#### Problem requirements
Copy the records from the line with "like x=458, y=176." up to and including the line with "x=668, y=315", switching "green lettuce" to "romaine lettuce" and leaving everything else unchanged.

#### Collected data
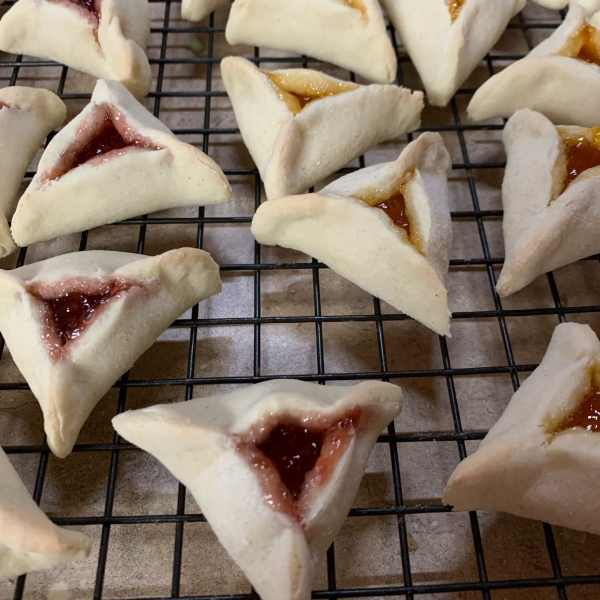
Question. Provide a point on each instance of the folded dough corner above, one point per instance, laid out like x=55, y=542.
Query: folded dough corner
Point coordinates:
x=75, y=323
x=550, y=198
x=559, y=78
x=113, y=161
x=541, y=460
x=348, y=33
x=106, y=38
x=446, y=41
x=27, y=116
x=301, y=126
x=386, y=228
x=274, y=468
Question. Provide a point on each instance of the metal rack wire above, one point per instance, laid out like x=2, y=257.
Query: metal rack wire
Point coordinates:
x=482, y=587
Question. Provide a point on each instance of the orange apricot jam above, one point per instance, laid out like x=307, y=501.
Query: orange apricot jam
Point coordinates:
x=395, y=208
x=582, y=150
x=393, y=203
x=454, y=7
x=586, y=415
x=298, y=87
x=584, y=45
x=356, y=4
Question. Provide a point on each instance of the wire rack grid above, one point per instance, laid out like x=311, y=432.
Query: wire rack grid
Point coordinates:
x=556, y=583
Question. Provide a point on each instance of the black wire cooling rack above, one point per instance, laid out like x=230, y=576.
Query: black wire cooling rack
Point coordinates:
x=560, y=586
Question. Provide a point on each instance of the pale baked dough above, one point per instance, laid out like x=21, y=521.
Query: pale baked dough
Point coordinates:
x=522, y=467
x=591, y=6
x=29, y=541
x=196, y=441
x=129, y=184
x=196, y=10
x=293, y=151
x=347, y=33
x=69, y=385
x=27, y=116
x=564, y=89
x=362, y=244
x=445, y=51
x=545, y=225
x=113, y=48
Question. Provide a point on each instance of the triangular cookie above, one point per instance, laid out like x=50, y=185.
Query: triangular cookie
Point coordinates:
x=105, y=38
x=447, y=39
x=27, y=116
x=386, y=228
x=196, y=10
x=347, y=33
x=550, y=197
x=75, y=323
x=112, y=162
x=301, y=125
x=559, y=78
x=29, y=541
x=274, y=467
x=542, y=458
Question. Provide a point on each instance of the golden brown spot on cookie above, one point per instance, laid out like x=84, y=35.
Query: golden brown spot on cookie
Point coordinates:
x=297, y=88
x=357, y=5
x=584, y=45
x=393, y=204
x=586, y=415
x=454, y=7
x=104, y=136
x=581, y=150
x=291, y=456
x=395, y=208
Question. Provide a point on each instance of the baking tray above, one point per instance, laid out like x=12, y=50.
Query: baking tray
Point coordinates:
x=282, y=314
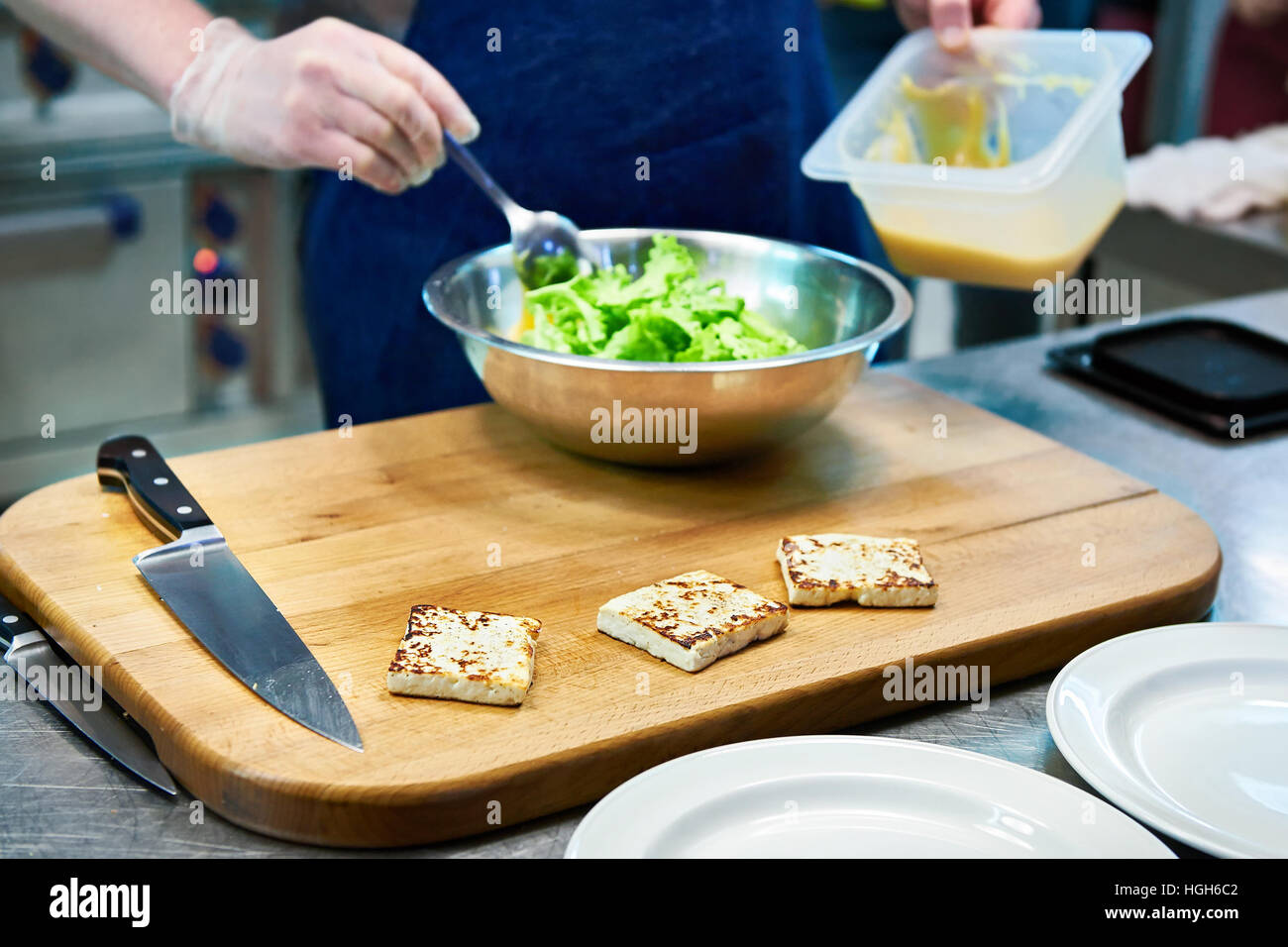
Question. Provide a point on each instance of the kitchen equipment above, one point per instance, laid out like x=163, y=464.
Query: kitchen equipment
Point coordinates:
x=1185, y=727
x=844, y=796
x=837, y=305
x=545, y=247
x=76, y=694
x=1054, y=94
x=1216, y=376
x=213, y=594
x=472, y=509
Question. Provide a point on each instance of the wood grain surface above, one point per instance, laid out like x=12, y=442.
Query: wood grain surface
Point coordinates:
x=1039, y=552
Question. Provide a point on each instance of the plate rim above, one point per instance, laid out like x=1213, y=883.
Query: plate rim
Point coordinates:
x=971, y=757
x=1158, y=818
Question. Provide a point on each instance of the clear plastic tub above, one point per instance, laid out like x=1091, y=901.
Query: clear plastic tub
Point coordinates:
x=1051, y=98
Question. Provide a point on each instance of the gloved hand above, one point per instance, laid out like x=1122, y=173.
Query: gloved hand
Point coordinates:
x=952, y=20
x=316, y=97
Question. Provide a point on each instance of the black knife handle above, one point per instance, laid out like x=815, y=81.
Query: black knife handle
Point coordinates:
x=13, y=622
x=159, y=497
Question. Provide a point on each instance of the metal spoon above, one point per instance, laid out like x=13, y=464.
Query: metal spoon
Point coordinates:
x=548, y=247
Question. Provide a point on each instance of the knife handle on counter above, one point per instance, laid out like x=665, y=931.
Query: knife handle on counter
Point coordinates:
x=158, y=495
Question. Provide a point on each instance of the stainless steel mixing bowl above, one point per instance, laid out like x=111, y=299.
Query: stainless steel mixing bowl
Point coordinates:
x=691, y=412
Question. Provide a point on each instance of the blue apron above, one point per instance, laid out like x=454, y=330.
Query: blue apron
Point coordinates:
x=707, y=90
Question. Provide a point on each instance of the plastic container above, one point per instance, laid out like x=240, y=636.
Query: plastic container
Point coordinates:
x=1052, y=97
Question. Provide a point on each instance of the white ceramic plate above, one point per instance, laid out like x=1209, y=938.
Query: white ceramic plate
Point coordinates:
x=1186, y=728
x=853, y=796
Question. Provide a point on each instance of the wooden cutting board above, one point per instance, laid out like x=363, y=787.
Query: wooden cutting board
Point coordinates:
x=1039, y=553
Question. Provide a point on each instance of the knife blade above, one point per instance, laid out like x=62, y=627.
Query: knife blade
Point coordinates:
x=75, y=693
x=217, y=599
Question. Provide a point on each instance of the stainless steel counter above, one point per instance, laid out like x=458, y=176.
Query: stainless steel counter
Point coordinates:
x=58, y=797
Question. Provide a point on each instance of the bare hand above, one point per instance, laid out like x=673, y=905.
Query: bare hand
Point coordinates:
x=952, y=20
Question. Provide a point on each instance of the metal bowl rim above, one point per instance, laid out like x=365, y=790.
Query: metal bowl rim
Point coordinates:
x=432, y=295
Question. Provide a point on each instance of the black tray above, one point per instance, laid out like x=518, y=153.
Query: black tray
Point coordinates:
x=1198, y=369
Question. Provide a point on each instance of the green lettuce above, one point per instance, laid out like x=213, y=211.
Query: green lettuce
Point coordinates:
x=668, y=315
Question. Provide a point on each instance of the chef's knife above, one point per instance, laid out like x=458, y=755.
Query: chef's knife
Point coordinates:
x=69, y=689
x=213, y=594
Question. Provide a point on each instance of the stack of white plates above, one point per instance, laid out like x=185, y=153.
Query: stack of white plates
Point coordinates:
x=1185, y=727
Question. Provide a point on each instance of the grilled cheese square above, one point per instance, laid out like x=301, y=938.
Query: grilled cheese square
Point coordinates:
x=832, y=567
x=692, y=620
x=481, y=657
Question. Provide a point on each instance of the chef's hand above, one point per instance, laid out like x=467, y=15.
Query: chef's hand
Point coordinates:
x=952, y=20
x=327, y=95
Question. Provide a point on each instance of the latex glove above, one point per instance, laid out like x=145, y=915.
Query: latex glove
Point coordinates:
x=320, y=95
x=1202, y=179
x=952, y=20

#### Exercise answer
Question. Provide a point on each instance of the stainless steel counter above, one point per instance, laid out like x=458, y=176.
Query: stainless steel counter
Point coordinates:
x=58, y=797
Question. Provide a point on each instance of the bare hand above, one point per instance, laid out like x=673, y=905.
Query: bare hand
Point coordinates:
x=952, y=20
Question. Provide a point on each instance of the metal bowl rim above, one point per instance, laid out like x=365, y=790.
Query: metal bowl rim
Point coordinates:
x=432, y=295
Question. Provide a point on each instance of the black tray above, one point per instance, laid out like x=518, y=153.
Query: black tray
Point coordinates:
x=1198, y=369
Question. Provide a point on each instance of the romaine lettuce above, one point per instance, laid out like x=213, y=211.
Query: romaine lettuce
Point coordinates:
x=668, y=315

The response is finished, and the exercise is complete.